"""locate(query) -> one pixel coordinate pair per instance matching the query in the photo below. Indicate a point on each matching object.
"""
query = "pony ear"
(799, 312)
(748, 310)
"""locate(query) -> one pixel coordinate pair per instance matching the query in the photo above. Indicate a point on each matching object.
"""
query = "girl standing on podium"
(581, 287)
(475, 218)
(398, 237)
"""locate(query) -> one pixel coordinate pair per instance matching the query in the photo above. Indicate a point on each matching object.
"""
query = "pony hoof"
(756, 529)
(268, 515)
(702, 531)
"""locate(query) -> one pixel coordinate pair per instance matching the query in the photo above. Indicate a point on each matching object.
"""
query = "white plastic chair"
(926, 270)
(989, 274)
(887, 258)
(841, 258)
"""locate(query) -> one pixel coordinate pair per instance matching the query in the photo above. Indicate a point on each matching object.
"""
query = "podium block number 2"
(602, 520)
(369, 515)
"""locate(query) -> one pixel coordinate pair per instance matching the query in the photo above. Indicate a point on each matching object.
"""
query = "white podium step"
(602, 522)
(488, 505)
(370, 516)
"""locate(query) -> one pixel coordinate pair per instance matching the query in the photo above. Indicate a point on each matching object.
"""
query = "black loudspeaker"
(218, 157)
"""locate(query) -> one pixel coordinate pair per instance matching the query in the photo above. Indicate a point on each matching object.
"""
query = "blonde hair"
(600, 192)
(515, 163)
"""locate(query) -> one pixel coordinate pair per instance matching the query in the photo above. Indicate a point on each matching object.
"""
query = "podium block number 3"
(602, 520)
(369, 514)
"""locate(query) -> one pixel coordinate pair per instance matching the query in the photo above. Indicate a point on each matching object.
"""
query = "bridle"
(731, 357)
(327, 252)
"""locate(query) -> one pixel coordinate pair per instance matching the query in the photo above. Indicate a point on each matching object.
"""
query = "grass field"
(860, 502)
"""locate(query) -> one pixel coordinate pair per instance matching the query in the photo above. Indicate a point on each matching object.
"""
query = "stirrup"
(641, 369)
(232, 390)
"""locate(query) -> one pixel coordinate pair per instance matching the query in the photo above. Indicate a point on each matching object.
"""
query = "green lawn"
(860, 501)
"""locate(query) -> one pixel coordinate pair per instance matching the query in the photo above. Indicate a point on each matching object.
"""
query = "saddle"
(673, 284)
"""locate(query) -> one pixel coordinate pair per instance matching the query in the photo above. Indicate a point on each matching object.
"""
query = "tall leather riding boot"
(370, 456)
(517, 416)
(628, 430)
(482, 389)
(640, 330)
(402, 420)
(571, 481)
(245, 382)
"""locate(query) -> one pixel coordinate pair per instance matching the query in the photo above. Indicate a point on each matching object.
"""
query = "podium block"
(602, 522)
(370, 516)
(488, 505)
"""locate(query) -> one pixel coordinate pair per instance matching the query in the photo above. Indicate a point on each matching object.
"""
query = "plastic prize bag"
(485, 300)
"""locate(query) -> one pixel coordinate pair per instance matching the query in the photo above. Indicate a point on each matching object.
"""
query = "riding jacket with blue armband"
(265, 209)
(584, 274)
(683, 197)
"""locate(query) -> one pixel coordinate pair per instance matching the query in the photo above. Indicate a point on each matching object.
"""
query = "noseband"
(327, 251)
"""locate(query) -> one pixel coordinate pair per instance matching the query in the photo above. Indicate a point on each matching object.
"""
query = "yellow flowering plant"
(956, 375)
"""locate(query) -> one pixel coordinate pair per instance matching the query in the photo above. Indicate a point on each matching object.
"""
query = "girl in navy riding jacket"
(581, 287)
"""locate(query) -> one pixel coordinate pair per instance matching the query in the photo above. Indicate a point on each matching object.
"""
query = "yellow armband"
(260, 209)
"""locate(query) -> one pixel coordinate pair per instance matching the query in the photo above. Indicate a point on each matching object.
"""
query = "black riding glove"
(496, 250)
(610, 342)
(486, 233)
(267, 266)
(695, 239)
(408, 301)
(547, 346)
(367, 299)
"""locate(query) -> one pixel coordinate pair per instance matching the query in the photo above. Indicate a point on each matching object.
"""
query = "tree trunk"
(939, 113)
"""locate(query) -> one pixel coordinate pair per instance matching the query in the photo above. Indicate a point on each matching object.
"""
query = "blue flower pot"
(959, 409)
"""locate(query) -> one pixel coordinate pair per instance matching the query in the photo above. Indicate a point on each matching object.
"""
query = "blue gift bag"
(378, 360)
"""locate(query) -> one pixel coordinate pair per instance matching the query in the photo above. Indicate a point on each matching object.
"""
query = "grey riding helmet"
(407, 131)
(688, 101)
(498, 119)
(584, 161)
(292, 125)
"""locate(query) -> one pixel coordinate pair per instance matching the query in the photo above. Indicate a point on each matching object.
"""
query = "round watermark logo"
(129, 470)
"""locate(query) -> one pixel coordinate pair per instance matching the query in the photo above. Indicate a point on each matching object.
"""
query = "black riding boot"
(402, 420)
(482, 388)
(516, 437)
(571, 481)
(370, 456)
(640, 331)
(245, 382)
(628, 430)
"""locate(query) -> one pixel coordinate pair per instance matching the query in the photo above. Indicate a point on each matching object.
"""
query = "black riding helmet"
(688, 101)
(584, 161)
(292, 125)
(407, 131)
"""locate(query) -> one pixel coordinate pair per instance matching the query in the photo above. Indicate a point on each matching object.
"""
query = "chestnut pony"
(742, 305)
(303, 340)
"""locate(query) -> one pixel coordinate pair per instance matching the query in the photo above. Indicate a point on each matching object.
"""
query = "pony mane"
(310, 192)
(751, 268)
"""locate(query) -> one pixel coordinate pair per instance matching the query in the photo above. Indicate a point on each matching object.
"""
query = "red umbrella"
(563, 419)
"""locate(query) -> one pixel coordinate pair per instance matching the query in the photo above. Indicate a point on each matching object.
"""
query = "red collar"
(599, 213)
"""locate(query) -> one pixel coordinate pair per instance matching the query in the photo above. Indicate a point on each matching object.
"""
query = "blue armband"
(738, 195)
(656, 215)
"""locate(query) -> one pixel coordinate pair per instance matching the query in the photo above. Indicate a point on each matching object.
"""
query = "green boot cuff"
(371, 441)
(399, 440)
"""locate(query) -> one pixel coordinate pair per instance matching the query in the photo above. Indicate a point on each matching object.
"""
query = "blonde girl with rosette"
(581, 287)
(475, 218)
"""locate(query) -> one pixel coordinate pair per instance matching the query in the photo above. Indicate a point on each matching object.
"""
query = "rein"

• _INSTRUCTIONS TO FOLLOW_:
Generate an exact reproduction of all entries.

• _RESPONSE_:
"""locate(query) -> one pixel coordinate pair per instance matching the query in the photo below. Indicate a point on each matching object.
"""
query = "pony ear"
(799, 312)
(748, 310)
"""locate(query) -> one pixel coordinate pair per instance matching the query in the photo above. Indicate a point on each matching object.
"""
query = "girl standing on podium"
(581, 287)
(475, 218)
(398, 237)
"""locate(query) -> one pixel coordinate pair per instance matching the query in the photo above. Indicate a point on each matching object.
"""
query = "pony hoof"
(756, 529)
(268, 515)
(702, 531)
"""locate(query) -> one pixel coordinate pair per instance matching the query in the photo above. Indicate a point on each matching object.
"""
query = "white plastic chair"
(926, 270)
(989, 274)
(887, 258)
(841, 258)
"""locate(query) -> one pixel coordinate pair per instance matching the query in the photo above. Indicate a point on each matching object.
"""
query = "podium block number 2"
(602, 520)
(369, 515)
"""locate(query) -> one pixel coordinate pair per instance matching the query in the photo above. Indicate a point on each matching object.
"""
query = "white podium step"
(602, 522)
(488, 505)
(370, 516)
"""locate(query) -> one pixel coordinate pair per instance matching the query in the photo above. Indicate a point on each matching object.
"""
query = "black loudspeaker"
(218, 157)
"""locate(query) -> one pixel coordinate pair per instance matching the query in the photo above. Indicate a point on each matching object.
"""
query = "blonde hair"
(600, 192)
(515, 163)
"""locate(query) -> one pixel coordinate pair per instance matching the query in the photo above. Indicate a point on each matching object.
"""
query = "podium block number 3"
(602, 520)
(369, 514)
"""locate(query) -> one pixel coordinate pair per instance matching the query in the photo above. Indicate a point on each matching object.
"""
query = "bridle"
(731, 357)
(327, 252)
"""locate(query) -> one pixel coordinate pair per instance matching the query in the photo above. Indicate a point on each matching object.
"""
query = "grass field"
(860, 502)
"""locate(query) -> one pixel coordinate pair per instance matching the query in the photo above. Indicate a point on each matching object.
"""
query = "stirrup"
(641, 369)
(232, 390)
"""locate(query) -> one pixel coordinate pair per instance matching the query in the photo above. Indicate a point on each matching object.
"""
query = "green lawn"
(860, 501)
"""locate(query) -> one pixel coordinate pair per instance matching the query in the photo above. Indicate a point on each matching object.
"""
query = "saddle"
(673, 284)
"""locate(query) -> one pixel coordinate pair per instance matching the query in the photo above. Indicate a point on each matching object.
"""
query = "tall leather riding boot"
(370, 456)
(517, 416)
(628, 430)
(482, 389)
(640, 330)
(402, 420)
(571, 481)
(245, 382)
"""locate(query) -> one pixel coordinate pair per instance matching the query in the photo above. Indicate a point on each matching object.
"""
query = "podium block"
(602, 522)
(370, 516)
(488, 505)
"""locate(query) -> one pixel coordinate pair per instance matching the query in the photo above. Indicate a point on each matching object.
"""
query = "plastic prize bag"
(485, 300)
"""locate(query) -> one pixel coordinate pair per instance matching the query in the photo above. Indicate a point on each matching object.
"""
query = "riding jacket with blue armband"
(265, 209)
(584, 274)
(683, 197)
"""locate(query) -> one pixel coordinate pair per instance matching the query in the photo above. Indicate a point on each matching object.
"""
query = "noseband"
(327, 251)
"""locate(query) -> one pixel coordinate pair per instance matching the query in the photo above. Indicate a point on each matching object.
"""
query = "yellow flowering plant"
(956, 375)
"""locate(query) -> one pixel coordinate pair per instance matching the query in the photo above. Indicate a point on each matching object.
"""
query = "girl in navy riding jacket"
(581, 287)
"""locate(query) -> one pixel coordinate pair per instance matching the query in the photo above. Indicate a point on each matching object.
"""
query = "yellow armband"
(260, 209)
"""locate(query) -> one pixel coordinate pair per instance matching the query in the photo above. Indicate a point on each matching object.
"""
query = "black riding glove"
(496, 250)
(610, 342)
(486, 233)
(267, 266)
(695, 239)
(408, 301)
(547, 346)
(367, 299)
"""locate(query) -> one pixel coordinate pair per instance matching the query in the photo above. Indicate a point on each matching object.
"""
query = "tree trunk"
(939, 113)
"""locate(query) -> one pixel coordinate pair per instance matching the query in the photo above. Indicate a point on each matching object.
"""
query = "blue flower pot"
(959, 409)
"""locate(query) -> one pixel coordinate pair per instance matching the query in the photo above. Indicate a point on each matching object.
"""
query = "blue gift bag"
(378, 360)
"""locate(query) -> one pixel coordinate pair per instance matching the query in the photo above. Indicate a point on each matching object.
"""
query = "grey riding helmet"
(407, 131)
(688, 101)
(498, 119)
(584, 161)
(292, 125)
"""locate(query) -> one pixel coordinate pair per instance matching the query in the photo above. Indicate a point on each matching object.
"""
query = "round watermark logo"
(129, 470)
"""locate(query) -> one pixel coordinate pair per instance matching the query in the photo above. Indicate a point on each matching object.
"""
query = "black riding boot"
(402, 420)
(482, 388)
(516, 437)
(571, 481)
(370, 456)
(640, 331)
(245, 382)
(628, 430)
"""locate(query) -> one pixel coordinate pair per instance matching the query in the photo above. Indicate a point on each matching object.
"""
query = "black riding helmet"
(688, 101)
(584, 161)
(292, 125)
(407, 131)
"""locate(query) -> one pixel coordinate pair per instance matching the query in the photo above. Indicate a point on each matching object.
"""
query = "chestnut pony"
(742, 305)
(303, 340)
"""locate(query) -> one pixel coordinate pair per instance matching the query in the photo above. Indicate a point on each matching object.
"""
query = "pony mane"
(310, 192)
(751, 268)
"""locate(query) -> one pixel coordinate pair per instance matching the query in the photo above. Indicate a point on each matching object.
"""
query = "red umbrella"
(563, 419)
"""locate(query) -> one pixel coordinate pair per instance matching the query in the photo above. Indicate a point on each matching object.
"""
query = "red collar"
(599, 213)
"""locate(query) -> one pixel coordinate pair per instance matching the query in the photo above. Indicate a point on each matching object.
"""
query = "blue armband"
(738, 195)
(656, 215)
"""locate(query) -> one pixel coordinate pair per instance matching the query in the photo above. Indicate a point on each matching object.
"""
query = "green boot cuff"
(371, 441)
(399, 440)
"""locate(query) -> one pixel coordinate pair per instance matching the query in the photo above. Indicate a point on each matching object.
"""
query = "blonde girl with rosette"
(581, 287)
(475, 218)
"""locate(query) -> one pixel coordinate pair per instance matching the query in the photo above. Indicate a point on each matching object.
"""
query = "rein"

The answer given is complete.